━━ SUPPLIED DATA ━━

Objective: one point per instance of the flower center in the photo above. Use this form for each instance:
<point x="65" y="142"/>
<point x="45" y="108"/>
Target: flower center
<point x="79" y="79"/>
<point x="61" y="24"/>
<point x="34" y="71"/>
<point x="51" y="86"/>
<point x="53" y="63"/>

━━━

DESCRIPTION OF THE TASK: Rewrite the material with each "flower center" changed to "blossom center", leaving everything else untouched.

RESULT OF THE TASK:
Objective: one point per instance of the blossom center in the photo above. Use this form for each instance:
<point x="65" y="142"/>
<point x="45" y="108"/>
Target: blossom center
<point x="79" y="79"/>
<point x="61" y="24"/>
<point x="34" y="71"/>
<point x="51" y="86"/>
<point x="53" y="63"/>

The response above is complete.